Ihre Aufgaben.
- A) Beantworten Sie anhand des Auszugs zu Art. 9 DS-GVO diese Fragen:
(i) Welche Regelung der DSRL nennt der Auszug als Vorgängerregelung von Art. 9 Abs. 3?
(ii) Welchen Ausnahmetatbestand ergänzt Art. 9 Abs. 3?
(iii) Welches Beispiel für über die DS-GVO hinausgehende Schutzmaßnahmen der Mitgliedstaaten wird genannt?
- B) Prüfen Sie, ob diese Aussagen mit dem Auszug zu Art. 9 DS-GVO übereinstimmen. Antworten Sie jeweils mit Ja oder Nein und zitieren Sie die entscheidenden Worte des Auszugs:
(i) Die Mitgliedstaaten haben bei den Schutzmaßnahmen nur einen engen Spielraum.
(ii) Nach Art. 9 Abs. 3 können die Daten von Personen verarbeitet werden, die einem Berufsgeheimnis oder einer Geheimhaltungspflicht unterliegen.
(iii) Die genannten Anforderungen überschneiden sich weitestgehend mit denen der geeigneten Garantien.
- C) Führen Sie den Auszug zu Art. 9 DS-GVO nach seinem letzten Satz fort.

Textauszug.
::::
217
Die Anforderungen hinsichtlich einer Wahrung des Wesensgehalt des Rechts auf Datenschutz und des Vorhandenseins angemessener Maßnahmen zur Wahrung der Grundrechte und Interessen der betroffenen Person überschneiden sich insoweit weitestgehend mit denen der geeigneten Garantien (vgl. dazu die Ausführungen zu Art. 9 Abs. 2 lit. b Rn. 132).
218
Allerdings stellt sich in diesem Zusammenhang die Frage, ob die angemessenen und spezifischen Schutzmaßnahmen über die Sicherungen der DS-GVO hinausgehen oder ob insoweit die Einräumung der Betroffenenrechte aus der DS-GVO genügt.[347] Hier haben die Mitgliedstaaten einen weiten Gestaltungsspielraum, durch den sie über die DS-GVO hinausgehende Schutzmaßnahmen zugunsten der Betroffenen treffen können, wie etwa die Einführung besondere Kontrollgremien im Bereich der Forschung.[348]
3. Verarbeitung nach Art. 9 Abs. 3
219
Art. 9 Abs. 3 ergänzt den Ausnahmetatbestand des Art. 9 Abs. 2 lit. h und lässt die Verarbeitung in Fällen zu, in denen die besonderen Datenkategorien nach Art. 9 Abs. 1 von Fachpersonal oder unter dessen Verantwortung verarbeitet werden und die Verarbeitung durch Personen erfolgt, die nach dem Recht eines Mitgliedstaates, nach Unionsrecht oder aufgrund von Vorschriften national zuständiger Stellen einem Berufsgeheimnis oder einer Geheimhaltungspflicht unterliegen.[349]
220
Art. 9 Abs. 3 findet seine Vorgängerregelung in Art. 8 Abs. 3 DSRL.
::::
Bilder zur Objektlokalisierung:
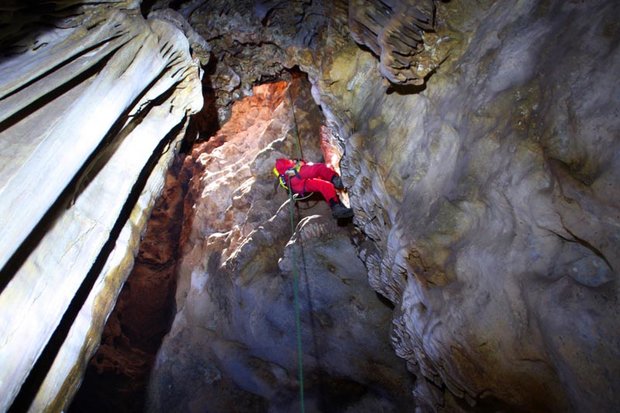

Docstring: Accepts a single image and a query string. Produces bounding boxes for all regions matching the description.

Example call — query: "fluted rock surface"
[0,1,202,411]
[138,0,620,411]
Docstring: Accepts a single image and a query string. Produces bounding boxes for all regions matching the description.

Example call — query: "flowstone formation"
[0,1,203,412]
[148,0,620,411]
[148,78,413,412]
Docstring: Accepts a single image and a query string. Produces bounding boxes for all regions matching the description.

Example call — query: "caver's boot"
[329,199,353,219]
[332,175,344,189]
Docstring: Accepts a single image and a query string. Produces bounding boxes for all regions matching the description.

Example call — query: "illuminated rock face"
[148,82,413,412]
[151,1,620,411]
[0,1,202,411]
[311,1,620,411]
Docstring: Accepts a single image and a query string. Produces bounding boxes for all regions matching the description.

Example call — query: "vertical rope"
[288,177,306,413]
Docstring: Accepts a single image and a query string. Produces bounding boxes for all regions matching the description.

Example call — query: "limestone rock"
[0,2,202,411]
[311,1,620,411]
[149,82,412,412]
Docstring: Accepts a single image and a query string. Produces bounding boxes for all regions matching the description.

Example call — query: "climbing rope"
[288,177,306,413]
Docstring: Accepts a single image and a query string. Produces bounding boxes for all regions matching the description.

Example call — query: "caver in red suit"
[275,158,353,218]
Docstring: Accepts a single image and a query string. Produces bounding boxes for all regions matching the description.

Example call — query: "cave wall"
[0,0,620,411]
[304,1,620,411]
[0,1,202,411]
[148,1,620,411]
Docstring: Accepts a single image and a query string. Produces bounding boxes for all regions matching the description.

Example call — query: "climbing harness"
[288,177,306,413]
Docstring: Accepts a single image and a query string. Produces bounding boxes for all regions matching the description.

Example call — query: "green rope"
[288,177,306,413]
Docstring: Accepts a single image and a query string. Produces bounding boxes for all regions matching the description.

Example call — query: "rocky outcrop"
[161,1,620,411]
[0,1,202,411]
[0,0,620,411]
[311,1,620,411]
[348,0,445,85]
[149,77,412,412]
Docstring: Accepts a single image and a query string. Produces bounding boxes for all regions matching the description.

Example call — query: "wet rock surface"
[0,1,202,411]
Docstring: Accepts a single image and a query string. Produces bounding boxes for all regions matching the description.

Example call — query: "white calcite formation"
[0,1,202,412]
[148,82,413,412]
[153,0,620,411]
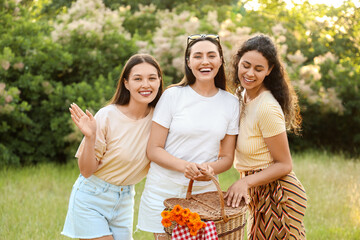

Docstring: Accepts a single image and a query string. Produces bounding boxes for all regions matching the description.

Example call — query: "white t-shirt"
[148,86,239,185]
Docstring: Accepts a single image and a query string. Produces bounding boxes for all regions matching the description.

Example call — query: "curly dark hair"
[232,34,302,134]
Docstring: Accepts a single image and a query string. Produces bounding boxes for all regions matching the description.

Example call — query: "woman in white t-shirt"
[62,54,163,240]
[138,35,239,239]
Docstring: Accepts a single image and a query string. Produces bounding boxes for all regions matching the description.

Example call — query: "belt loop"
[103,183,110,192]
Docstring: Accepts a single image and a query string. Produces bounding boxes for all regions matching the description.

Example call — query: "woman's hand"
[194,163,215,181]
[69,103,96,137]
[224,177,250,207]
[184,162,202,180]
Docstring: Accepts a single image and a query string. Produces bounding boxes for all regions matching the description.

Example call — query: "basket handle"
[186,169,229,223]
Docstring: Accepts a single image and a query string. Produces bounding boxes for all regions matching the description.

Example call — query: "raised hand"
[69,103,96,137]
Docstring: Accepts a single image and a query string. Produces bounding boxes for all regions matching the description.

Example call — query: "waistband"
[80,174,134,192]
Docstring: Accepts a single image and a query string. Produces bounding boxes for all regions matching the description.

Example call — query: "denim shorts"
[61,174,135,240]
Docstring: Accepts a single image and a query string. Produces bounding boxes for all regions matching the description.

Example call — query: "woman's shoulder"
[95,104,117,118]
[258,91,282,114]
[219,89,239,102]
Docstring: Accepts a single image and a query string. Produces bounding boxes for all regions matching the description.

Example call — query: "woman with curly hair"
[225,35,307,239]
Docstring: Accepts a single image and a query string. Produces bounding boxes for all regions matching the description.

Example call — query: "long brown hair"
[170,37,226,91]
[232,34,302,134]
[109,54,163,107]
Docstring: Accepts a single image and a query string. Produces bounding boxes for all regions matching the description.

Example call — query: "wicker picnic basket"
[164,173,247,240]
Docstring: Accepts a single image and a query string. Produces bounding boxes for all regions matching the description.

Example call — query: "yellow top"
[75,105,154,186]
[234,91,286,173]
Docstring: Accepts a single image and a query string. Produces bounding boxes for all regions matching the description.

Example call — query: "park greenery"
[0,0,360,166]
[0,151,360,240]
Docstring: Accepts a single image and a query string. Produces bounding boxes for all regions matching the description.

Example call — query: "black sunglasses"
[187,34,220,45]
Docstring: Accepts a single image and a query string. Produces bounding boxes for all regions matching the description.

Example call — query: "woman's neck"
[118,101,151,120]
[245,85,266,102]
[190,81,219,97]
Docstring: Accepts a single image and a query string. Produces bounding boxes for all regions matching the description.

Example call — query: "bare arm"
[224,132,292,207]
[69,103,99,178]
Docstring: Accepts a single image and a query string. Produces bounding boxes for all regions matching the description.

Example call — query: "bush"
[0,1,136,165]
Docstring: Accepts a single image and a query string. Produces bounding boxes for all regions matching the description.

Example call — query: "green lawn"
[0,152,360,240]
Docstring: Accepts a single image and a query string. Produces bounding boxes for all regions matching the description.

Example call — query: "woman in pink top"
[225,35,306,239]
[62,54,163,240]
::::
Lösungen.
- A)
(i) Art. 8 Abs. 3 DSRL
(ii) Art. 9 Abs. 2 lit. h
(iii) Die Einführung besonderer Kontrollgremien im Bereich der Forschung

- B)
(i) Nein: „Hier haben die Mitgliedstaaten einen weiten Gestaltungsspielraum“
(ii) Ja: „die Verarbeitung durch Personen erfolgt, die nach dem Recht eines Mitgliedstaates, nach Unionsrecht oder aufgrund von Vorschriften national zuständiger Stellen einem Berufsgeheimnis oder einer Geheimhaltungspflicht unterliegen“
(iii) Ja: „überschneiden sich insoweit weitestgehend mit denen der geeigneten Garantien“

- C)
221
Hinsichtlich der Systematik und Stellung des Art. 9 Abs. 3 lässt sich Folgendes festhalten: Art. 9 Abs. 3 und Art. 9 Abs. 2 lit. h stellen einen einheitlichen Regelungskomplex dar, bei denen die jeweiligen Voraussetzungen kumulativ vorliegen müssen.[350] Insofern verschränkt Art. 9 Abs. 3 die im Rahmen von Art. 9 Abs. 1 geltenden datenschutzrechtlichen Vorschriften, sofern diese zu Zwecken nach Art. 9 Abs. 2 lit. h verarbeitet werden, mit dem Berufsgeheimnis.[351] Folglich erfasst Art. 9 Abs. 3 alle Fälle des Art. 9 Abs. 1, sofern diese zu Zwecken nach Art. 9 Abs. 2 lit. h verarbeitet werden.
222
Hinsichtlich des Berufsgeheimnisses und der Geheimhaltungspflicht können sich aus dem nationalen Recht zusätzliche Verarbeitungsvoraussetzungen ergeben. Art. 9 Abs. 3 enthält insofern eine Öffnungsklausel für mitgliedstaatliche Regelungen.[352] Indem Art. 9 Abs. 3 hinsichtlich der inhaltlichen bzw. qualitativen Anforderungen an die Regelungen des Berufsgeheimnisses der Mitgliedstaaten aufweist, könnten auf den ersten Blick die jeweiligen mitgliedstaatlichen Regelungsinhalte stark voneinander abweichen. Gleichwohl werden diese Unterschiede bereits durch Art. 90 insofern abgemildert, indem mitgliedstaatliche Regelungen notwendig und verhältnismäßig sein müssen, um das Recht auf Schutz der personenbezogenen Daten mit der Pflicht zur Geheimhaltung in Einklang zu bringen.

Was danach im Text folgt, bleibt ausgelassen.